▸ **EXERCISE PROMPT**:
Only the lines from the one containing "Target: snow crust" through the final line of the material below should be output, exactly as they stand.

[Data extracted from a collection]
----------

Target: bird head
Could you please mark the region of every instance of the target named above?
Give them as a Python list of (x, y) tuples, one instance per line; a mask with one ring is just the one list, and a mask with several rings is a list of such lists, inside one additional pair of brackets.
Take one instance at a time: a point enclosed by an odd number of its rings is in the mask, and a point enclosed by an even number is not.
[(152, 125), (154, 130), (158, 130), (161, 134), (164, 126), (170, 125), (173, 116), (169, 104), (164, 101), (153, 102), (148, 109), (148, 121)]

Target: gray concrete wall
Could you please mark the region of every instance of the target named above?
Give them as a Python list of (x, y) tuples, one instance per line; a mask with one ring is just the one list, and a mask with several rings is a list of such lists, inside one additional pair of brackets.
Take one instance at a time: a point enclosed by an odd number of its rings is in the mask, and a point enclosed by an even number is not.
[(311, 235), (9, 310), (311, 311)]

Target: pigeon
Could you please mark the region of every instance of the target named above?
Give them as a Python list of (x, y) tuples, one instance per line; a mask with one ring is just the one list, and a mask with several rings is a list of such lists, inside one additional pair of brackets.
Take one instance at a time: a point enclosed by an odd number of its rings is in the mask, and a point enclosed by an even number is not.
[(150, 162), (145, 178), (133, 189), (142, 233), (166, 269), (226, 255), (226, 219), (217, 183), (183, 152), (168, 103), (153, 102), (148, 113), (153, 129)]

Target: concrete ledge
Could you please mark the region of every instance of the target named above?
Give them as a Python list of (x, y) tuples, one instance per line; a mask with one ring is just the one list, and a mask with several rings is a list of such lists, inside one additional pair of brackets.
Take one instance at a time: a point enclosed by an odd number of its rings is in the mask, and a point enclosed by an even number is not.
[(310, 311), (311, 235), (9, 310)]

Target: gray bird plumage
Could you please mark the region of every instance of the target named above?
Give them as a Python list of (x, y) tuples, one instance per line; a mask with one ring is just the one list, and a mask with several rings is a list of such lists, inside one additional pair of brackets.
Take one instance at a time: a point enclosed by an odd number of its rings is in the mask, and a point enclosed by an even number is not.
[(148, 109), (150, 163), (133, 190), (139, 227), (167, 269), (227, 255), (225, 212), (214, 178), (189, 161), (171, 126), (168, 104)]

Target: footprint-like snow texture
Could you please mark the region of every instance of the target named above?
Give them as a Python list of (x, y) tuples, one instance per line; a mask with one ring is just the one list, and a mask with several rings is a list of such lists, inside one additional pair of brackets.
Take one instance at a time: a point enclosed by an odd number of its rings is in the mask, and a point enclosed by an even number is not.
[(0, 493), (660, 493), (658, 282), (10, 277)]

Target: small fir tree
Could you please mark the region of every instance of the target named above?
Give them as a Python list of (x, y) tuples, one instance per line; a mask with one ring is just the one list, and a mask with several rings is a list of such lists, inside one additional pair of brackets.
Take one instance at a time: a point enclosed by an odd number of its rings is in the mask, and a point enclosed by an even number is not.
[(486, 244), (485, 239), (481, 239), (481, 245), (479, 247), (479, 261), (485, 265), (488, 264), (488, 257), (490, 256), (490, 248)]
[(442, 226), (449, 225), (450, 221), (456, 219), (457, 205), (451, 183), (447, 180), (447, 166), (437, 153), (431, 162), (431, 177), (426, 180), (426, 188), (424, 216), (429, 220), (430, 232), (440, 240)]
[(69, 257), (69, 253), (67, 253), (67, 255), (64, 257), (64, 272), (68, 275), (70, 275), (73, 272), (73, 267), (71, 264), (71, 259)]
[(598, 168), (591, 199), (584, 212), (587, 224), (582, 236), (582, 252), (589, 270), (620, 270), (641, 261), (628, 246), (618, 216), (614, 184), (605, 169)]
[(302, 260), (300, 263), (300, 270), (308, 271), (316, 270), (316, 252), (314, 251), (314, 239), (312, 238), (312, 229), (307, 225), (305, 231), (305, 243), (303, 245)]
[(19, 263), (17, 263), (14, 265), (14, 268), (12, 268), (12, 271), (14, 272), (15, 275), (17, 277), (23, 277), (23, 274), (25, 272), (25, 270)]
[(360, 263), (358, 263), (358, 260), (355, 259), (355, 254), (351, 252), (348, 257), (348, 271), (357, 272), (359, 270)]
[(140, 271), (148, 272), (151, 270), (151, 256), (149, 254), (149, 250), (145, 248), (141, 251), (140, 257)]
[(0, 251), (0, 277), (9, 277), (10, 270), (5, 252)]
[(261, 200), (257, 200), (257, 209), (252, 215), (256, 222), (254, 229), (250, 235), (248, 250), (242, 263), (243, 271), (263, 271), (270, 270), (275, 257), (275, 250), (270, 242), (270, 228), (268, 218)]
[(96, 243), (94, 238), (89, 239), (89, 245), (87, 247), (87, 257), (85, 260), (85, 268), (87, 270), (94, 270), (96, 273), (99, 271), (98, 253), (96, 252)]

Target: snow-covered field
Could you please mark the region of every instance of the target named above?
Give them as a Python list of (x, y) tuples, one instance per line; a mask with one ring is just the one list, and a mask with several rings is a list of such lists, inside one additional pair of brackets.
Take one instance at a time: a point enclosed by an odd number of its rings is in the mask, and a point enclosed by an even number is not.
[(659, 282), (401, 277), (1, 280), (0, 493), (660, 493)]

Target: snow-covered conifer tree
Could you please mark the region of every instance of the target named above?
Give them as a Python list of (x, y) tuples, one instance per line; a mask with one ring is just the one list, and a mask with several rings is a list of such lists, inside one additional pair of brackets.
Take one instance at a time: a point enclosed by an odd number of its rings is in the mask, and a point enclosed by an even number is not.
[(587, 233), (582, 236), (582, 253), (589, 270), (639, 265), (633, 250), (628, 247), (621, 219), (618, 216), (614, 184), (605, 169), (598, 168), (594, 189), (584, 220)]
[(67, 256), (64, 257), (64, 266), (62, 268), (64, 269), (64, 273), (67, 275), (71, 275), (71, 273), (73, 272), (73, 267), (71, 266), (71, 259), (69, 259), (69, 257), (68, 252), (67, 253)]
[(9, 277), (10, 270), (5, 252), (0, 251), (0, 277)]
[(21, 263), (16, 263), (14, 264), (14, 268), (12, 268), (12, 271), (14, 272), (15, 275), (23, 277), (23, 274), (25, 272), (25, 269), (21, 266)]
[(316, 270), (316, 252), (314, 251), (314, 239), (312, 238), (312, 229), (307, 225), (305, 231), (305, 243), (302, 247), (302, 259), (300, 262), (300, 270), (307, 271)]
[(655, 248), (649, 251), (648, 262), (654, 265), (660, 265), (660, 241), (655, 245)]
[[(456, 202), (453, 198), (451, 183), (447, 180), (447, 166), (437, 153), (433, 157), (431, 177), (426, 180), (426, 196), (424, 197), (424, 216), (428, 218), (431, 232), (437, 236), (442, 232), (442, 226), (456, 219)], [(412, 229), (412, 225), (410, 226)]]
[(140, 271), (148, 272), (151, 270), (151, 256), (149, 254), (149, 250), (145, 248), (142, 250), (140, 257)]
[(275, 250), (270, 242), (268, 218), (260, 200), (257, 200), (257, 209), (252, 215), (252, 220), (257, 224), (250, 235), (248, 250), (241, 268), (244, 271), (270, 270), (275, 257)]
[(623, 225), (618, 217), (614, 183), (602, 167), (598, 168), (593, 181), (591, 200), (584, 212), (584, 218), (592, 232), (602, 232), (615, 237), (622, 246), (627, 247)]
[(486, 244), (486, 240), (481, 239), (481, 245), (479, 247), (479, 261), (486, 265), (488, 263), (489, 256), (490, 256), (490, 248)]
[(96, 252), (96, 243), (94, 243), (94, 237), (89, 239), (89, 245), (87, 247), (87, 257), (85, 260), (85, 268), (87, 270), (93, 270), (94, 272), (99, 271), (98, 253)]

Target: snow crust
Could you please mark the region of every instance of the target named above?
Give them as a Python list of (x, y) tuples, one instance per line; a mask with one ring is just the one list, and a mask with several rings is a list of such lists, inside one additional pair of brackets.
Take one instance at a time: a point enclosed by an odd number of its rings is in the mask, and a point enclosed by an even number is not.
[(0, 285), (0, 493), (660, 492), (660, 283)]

----------

▸ **FULL ANSWER**:
Target: snow crust
Could you please mark the region of every instance of the target named above?
Give them as a Python list of (x, y) tuples, one instance per line; a mask with one ring is just the one list, and a mask with several rings is a list of such lists, inside one additional pair of brackets.
Take one instance at a time: a point enclosed by an odd number of its rings is in the mask, and a point enclosed by an even number is not.
[(0, 285), (0, 493), (660, 492), (660, 283)]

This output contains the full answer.